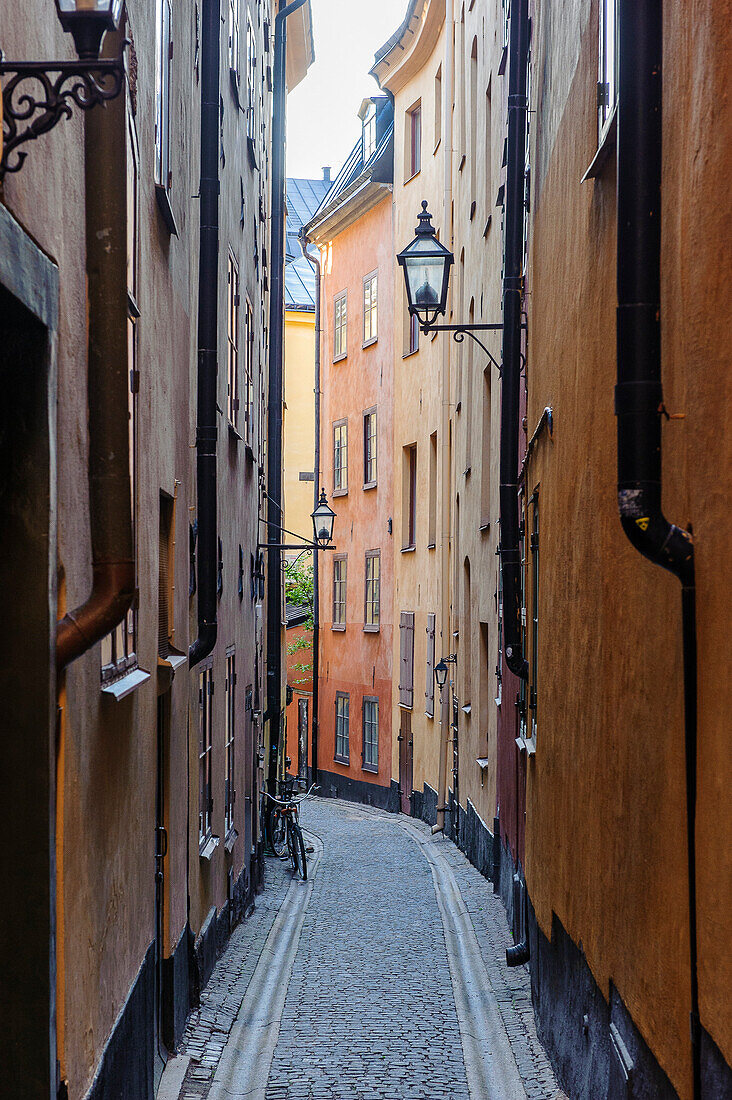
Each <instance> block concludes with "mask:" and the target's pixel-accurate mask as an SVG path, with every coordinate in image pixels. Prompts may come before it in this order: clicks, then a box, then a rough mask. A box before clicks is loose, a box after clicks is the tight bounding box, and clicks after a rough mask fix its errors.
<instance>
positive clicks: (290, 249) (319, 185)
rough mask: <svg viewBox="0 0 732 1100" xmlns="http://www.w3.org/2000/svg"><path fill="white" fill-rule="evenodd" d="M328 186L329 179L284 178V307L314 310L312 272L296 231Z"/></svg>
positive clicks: (313, 297) (325, 192)
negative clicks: (284, 223)
mask: <svg viewBox="0 0 732 1100" xmlns="http://www.w3.org/2000/svg"><path fill="white" fill-rule="evenodd" d="M330 186H331V183H330V180H329V179H296V178H294V177H288V178H287V229H286V237H285V309H305V310H314V309H315V273H314V271H313V268H312V267H310V265H309V264H308V262H307V260H306V259H305V256H304V255H303V251H302V249H301V246H299V241H298V240H297V234H298V232H299V230H301V228H302V227H303V226H304V224H305V222H306V221H309V220H310V218H312V217H313V213H314V211H315V210H316V208H317V207H318V205H319V202H320V201H321V199H323V198H324V196H325V195H326V194H327V191H328V190H329V188H330Z"/></svg>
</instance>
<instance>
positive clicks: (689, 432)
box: [526, 2, 732, 1098]
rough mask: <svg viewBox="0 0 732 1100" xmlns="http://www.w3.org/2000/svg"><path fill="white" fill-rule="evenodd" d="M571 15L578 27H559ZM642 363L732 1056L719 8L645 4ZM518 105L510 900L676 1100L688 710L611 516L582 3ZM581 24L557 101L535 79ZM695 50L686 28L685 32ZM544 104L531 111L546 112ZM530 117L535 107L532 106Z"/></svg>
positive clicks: (706, 971) (652, 604) (682, 1042)
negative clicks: (648, 39) (527, 501)
mask: <svg viewBox="0 0 732 1100" xmlns="http://www.w3.org/2000/svg"><path fill="white" fill-rule="evenodd" d="M575 8H577V5H575ZM664 8H665V25H664V175H663V259H662V263H663V267H662V354H663V379H664V396H665V401H666V405H667V407H668V408H669V409H670V410H671V411H682V412H685V414H686V419H684V420H680V421H671V422H670V423H669V425H666V426H665V427H664V509H665V511H666V514H667V516H669V517H670V519H671V520H674V521H676V522H678V524H680V525H681V526H688V525H692V527H693V531H695V541H696V548H697V549H696V555H697V557H696V561H697V585H698V645H699V755H698V759H699V803H698V816H697V822H698V838H697V856H698V861H699V872H698V882H699V899H698V914H699V979H700V1004H701V1021H702V1024H703V1025H704V1027H706V1029H707V1030H708V1031H709V1033H710V1034H711V1035H712V1037H713V1038H714V1041H715V1042H717V1044H718V1045H719V1047H720V1049H721V1051H722V1054H723V1055H724V1057H725V1058H726V1059H728V1062H729V1060H730V1058H731V1057H732V1024H731V1019H730V1013H729V1003H728V1002H729V989H730V987H731V985H732V970H731V963H730V953H729V952H726V950H724V949H723V948H722V949H720V948H721V945H723V944H726V943H728V942H729V939H730V919H729V914H730V911H731V909H732V873H731V871H732V867H731V858H732V857H731V856H730V853H731V850H732V848H731V846H730V835H731V824H732V811H731V807H730V800H729V798H728V796H726V793H725V792H728V791H729V788H730V781H731V779H732V774H731V764H730V755H729V744H728V742H729V736H728V731H729V706H730V683H731V682H732V678H731V675H730V673H731V669H730V647H729V642H728V637H726V634H728V627H726V624H728V623H729V614H730V598H729V580H728V577H726V574H725V572H724V565H723V563H724V561H725V558H726V557H729V550H728V548H729V542H730V533H731V532H730V519H729V507H728V503H726V502H728V500H729V497H730V488H731V485H730V470H731V469H732V463H731V461H730V460H731V458H732V454H731V452H730V442H729V432H726V430H725V418H726V417H728V415H729V408H730V397H731V394H730V375H729V364H728V359H729V355H728V350H726V342H725V340H724V339H723V338H722V339H721V335H722V333H725V332H728V331H729V329H730V321H731V316H730V313H731V310H730V303H729V295H728V294H726V287H728V286H729V282H730V274H731V273H730V266H731V264H730V254H729V249H728V250H725V249H721V248H720V242H721V241H723V240H725V239H726V238H728V237H729V232H728V227H726V220H725V216H724V211H723V209H722V206H721V205H720V204H719V202H718V201H717V200H715V198H714V196H718V195H721V194H724V193H725V189H726V177H728V167H729V163H728V162H729V149H730V138H731V136H732V117H731V111H730V105H729V100H728V99H725V98H724V97H720V95H719V89H720V88H721V87H723V86H724V84H725V81H726V80H729V57H730V20H729V10H725V8H724V5H723V7H722V8H720V7H719V5H714V4H712V3H710V2H696V3H693V5H692V10H689V9H684V10H682V9H681V8H679V7H678V5H674V4H665V5H664ZM537 15H538V18H537V19H536V22H535V32H534V34H535V37H534V42H535V50H536V53H535V64H534V73H535V74H537V79H536V83H535V87H534V97H535V101H534V103H533V105H532V106H534V107H535V106H536V103H537V102H538V103H543V105H544V109H545V110H546V111H547V113H548V114H549V116H550V117H553V118H555V119H556V120H557V121H556V125H555V127H547V128H546V130H545V132H544V135H543V136H542V135H540V134H539V139H538V146H537V143H536V140H535V142H534V144H533V150H532V153H533V163H534V164H535V165H536V166H537V167H536V186H535V193H534V213H533V224H532V238H531V249H532V252H531V255H532V263H531V271H529V284H531V292H532V293H531V304H529V337H531V359H529V405H528V423H529V429H531V427H532V426H533V425H534V423H535V422H536V421H537V419H538V416H539V415H540V411H542V409H543V408H544V406H545V405H551V406H553V408H554V418H555V431H554V441H553V442H551V441H549V440H548V438H547V437H546V436H545V437H544V439H543V441H542V442H540V443H539V445H538V448H537V450H536V452H535V458H534V459H533V460H532V463H531V466H529V470H528V474H527V489H528V491H533V489H534V488H536V487H538V491H539V516H540V548H542V551H540V552H542V566H540V579H539V584H540V596H539V614H540V627H539V630H540V632H539V649H538V681H537V685H536V686H537V691H538V730H539V733H538V739H537V748H536V756H535V757H534V758H533V760H532V762H531V764H529V774H528V792H527V839H526V879H527V886H528V891H529V894H531V898H532V901H533V904H534V906H535V909H536V915H537V919H538V922H539V924H540V926H542V928H543V930H544V932H545V933H546V934H547V935H548V936H550V932H551V914H553V912H555V913H556V914H557V916H558V917H559V920H560V921H561V923H562V925H564V926H565V928H566V930H567V932H568V933H569V935H570V936H571V938H572V939H573V942H575V943H576V944H579V943H581V945H582V949H583V952H584V955H586V957H587V960H588V963H589V965H590V967H591V969H592V972H593V975H594V977H596V979H597V981H598V983H599V986H600V988H601V990H602V991H603V993H604V996H605V997H608V996H609V985H610V982H611V981H612V982H613V983H614V986H615V987H616V988H618V990H619V992H620V996H621V997H622V998H623V1000H624V1002H625V1004H626V1005H627V1008H629V1010H630V1012H631V1014H632V1016H633V1019H634V1021H635V1023H636V1025H637V1026H638V1029H640V1030H641V1032H642V1034H643V1036H644V1037H645V1040H646V1042H647V1043H648V1044H649V1046H651V1047H652V1049H653V1052H654V1054H655V1055H656V1057H657V1058H658V1060H659V1063H660V1065H662V1067H663V1068H664V1069H665V1071H666V1073H667V1074H668V1076H669V1078H670V1080H671V1082H673V1084H674V1086H675V1088H676V1089H677V1090H678V1092H679V1096H680V1097H682V1098H688V1097H690V1095H691V1081H690V1054H689V1024H688V1012H689V1003H690V1001H689V997H690V994H689V963H688V911H687V864H686V799H685V778H684V777H685V760H684V701H682V670H681V635H680V590H679V585H678V582H677V581H676V580H675V579H674V577H673V576H671V575H670V574H669V573H666V572H664V571H663V570H660V569H657V568H655V566H654V565H652V564H651V563H648V562H647V561H645V560H644V559H643V558H641V557H640V555H638V553H637V552H636V551H635V550H634V549H633V548H632V547H631V544H630V542H629V541H627V540H626V538H625V536H624V535H623V532H622V530H621V527H620V521H619V518H618V508H616V497H615V461H616V459H615V418H614V415H613V387H614V383H615V308H614V307H615V300H616V299H615V180H614V167H615V165H614V157H613V156H611V157H610V160H609V161H608V163H607V164H605V166H604V168H603V171H602V173H601V175H600V176H599V178H598V179H597V180H594V182H588V183H583V184H582V183H580V179H581V177H582V174H583V172H584V169H586V168H587V166H588V165H589V163H590V161H591V160H592V156H593V154H594V145H596V111H594V84H596V80H597V33H598V32H597V4H593V5H592V12H591V18H590V19H589V21H587V22H586V20H584V19H582V20H580V13H579V11H577V10H575V11H572V12H567V13H566V18H567V21H568V24H569V26H570V27H571V33H570V29H569V26H568V29H567V31H566V33H558V31H559V29H558V27H556V26H554V27H553V33H551V35H549V31H548V26H549V22H550V21H551V19H553V15H551V12H550V5H549V4H547V3H540V4H538V5H537ZM580 26H583V33H582V38H581V43H580V46H579V50H578V51H577V54H576V68H575V69H573V75H572V78H571V81H570V83H568V85H567V89H566V100H561V99H558V98H557V95H556V91H555V97H554V98H551V97H553V91H551V87H550V86H549V85H548V84H547V85H546V86H545V85H543V84H542V79H540V74H542V73H548V72H550V70H551V65H553V64H556V57H555V58H554V61H553V59H551V55H553V53H555V52H556V51H558V50H561V48H564V47H562V46H560V43H562V42H564V43H566V42H568V41H573V36H575V33H576V32H577V30H578V27H580ZM691 29H693V30H691ZM545 100H546V101H545ZM549 105H550V106H549Z"/></svg>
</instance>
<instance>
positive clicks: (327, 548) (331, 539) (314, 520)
mask: <svg viewBox="0 0 732 1100" xmlns="http://www.w3.org/2000/svg"><path fill="white" fill-rule="evenodd" d="M310 518H312V520H313V541H312V542H307V541H306V540H304V541H303V542H260V543H259V544H258V550H335V549H336V548H335V546H332V528H334V522H335V520H336V513H335V511H334V510H332V508H331V507H330V505H329V504H328V498H327V497H326V491H325V489H324V488H321V489H320V499H319V500H318V504H317V507H316V509H315V511H313V513H310ZM260 521H261V522H262V524H267V526H270V527H272V526H274V525H273V524H272V522H271V521H270V520H266V519H261V520H260ZM276 530H278V531H284V533H285V535H294V536H295V538H297V539H299V538H302V536H301V535H295V532H294V531H288V530H287V528H286V527H280V526H277V527H276Z"/></svg>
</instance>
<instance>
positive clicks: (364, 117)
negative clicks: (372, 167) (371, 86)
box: [363, 103, 376, 164]
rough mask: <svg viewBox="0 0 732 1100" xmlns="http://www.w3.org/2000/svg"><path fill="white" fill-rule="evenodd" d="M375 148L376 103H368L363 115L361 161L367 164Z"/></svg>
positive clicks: (373, 152)
mask: <svg viewBox="0 0 732 1100" xmlns="http://www.w3.org/2000/svg"><path fill="white" fill-rule="evenodd" d="M375 150H376V105H375V103H370V105H369V108H368V110H367V112H365V114H364V116H363V163H364V164H367V163H368V162H369V161H370V160H371V157H372V156H373V154H374V152H375Z"/></svg>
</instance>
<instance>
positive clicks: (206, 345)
mask: <svg viewBox="0 0 732 1100" xmlns="http://www.w3.org/2000/svg"><path fill="white" fill-rule="evenodd" d="M220 15H221V12H220V0H203V14H201V51H200V52H201V76H200V193H199V197H200V231H199V239H200V245H199V256H198V409H197V419H196V483H197V497H198V553H197V559H198V585H197V590H198V637H197V638H196V640H195V641H194V642H193V643H192V645H190V647H189V649H188V667H189V668H193V667H194V665H195V664H197V663H198V662H199V661H203V660H204V658H206V657H208V656H209V653H211V652H212V650H214V646H215V645H216V635H217V606H216V572H217V558H218V553H217V551H218V546H217V529H216V437H217V408H216V392H217V373H218V287H219V281H218V274H219V65H220V62H219V35H220Z"/></svg>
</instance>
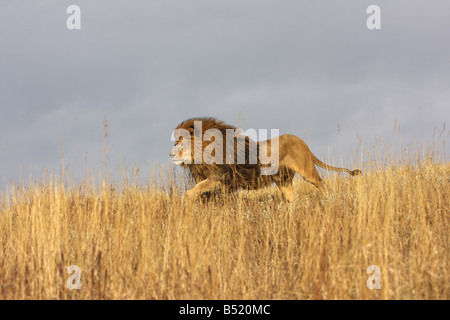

——

■ YOUR INSTRUCTIONS: Restate each line from the start of the listing through the line bearing "box: [526, 2, 732, 1098]" word for word. Drop the pictures.

■ RESPONSE:
Each <instance> block concludes with "mask:" and the target's pixel-accurate mask as an SVG path, with every coordinate in image pixels. Prompts may come before it in this order: clicks, then a box, then a rough mask. A box before clicks is loose, a box after clicks is the tight bounding box, and clicks after a rough mask fix its errors.
<instance>
positive clicks: (290, 249) (319, 185)
rough mask: <svg viewBox="0 0 732 1100" xmlns="http://www.w3.org/2000/svg"><path fill="white" fill-rule="evenodd" d="M328 186L329 179L284 178V307L314 310L312 272L296 231Z"/></svg>
positive clicks: (313, 297) (325, 192)
negative clicks: (284, 223)
mask: <svg viewBox="0 0 732 1100" xmlns="http://www.w3.org/2000/svg"><path fill="white" fill-rule="evenodd" d="M330 186H331V183H330V180H329V179H296V178H294V177H288V178H287V229H286V237H285V309H305V310H314V309H315V273H314V271H313V268H312V267H310V265H309V264H308V262H307V260H306V259H305V256H304V255H303V251H302V249H301V246H299V241H298V240H297V234H298V232H299V230H301V228H302V227H303V226H304V224H305V222H306V221H309V220H310V218H312V217H313V213H314V211H315V210H316V208H317V207H318V205H319V202H320V201H321V199H323V198H324V196H325V195H326V194H327V191H328V190H329V188H330Z"/></svg>
</instance>
<instance>
positive clicks: (689, 432)
box: [526, 2, 732, 1098]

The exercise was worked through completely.